PROBLEM DETAILS – State how many lines in the entries below contain the string "mask", giving only the number.

DATA LINES –
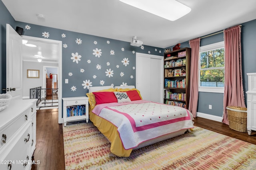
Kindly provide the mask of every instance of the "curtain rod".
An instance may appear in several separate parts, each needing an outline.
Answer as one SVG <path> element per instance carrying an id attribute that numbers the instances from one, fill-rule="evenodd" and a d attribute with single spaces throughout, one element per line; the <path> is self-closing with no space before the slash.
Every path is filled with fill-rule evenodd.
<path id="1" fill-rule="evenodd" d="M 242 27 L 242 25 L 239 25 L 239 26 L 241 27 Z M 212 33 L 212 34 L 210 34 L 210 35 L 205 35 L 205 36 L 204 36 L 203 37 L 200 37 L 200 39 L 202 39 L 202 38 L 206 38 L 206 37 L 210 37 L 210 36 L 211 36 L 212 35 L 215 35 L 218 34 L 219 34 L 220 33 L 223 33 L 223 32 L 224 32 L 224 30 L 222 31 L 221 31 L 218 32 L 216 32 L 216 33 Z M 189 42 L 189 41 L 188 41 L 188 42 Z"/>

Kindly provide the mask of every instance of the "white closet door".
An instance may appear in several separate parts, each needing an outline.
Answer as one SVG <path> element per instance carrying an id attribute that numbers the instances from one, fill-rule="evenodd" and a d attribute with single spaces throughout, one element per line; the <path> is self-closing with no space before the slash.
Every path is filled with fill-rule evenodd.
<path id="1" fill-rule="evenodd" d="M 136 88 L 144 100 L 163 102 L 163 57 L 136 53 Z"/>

---

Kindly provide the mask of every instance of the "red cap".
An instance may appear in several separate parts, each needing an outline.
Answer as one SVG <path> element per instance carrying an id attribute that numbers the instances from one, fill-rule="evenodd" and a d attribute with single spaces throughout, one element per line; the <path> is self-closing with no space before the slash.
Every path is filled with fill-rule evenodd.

TASK OUTPUT – 3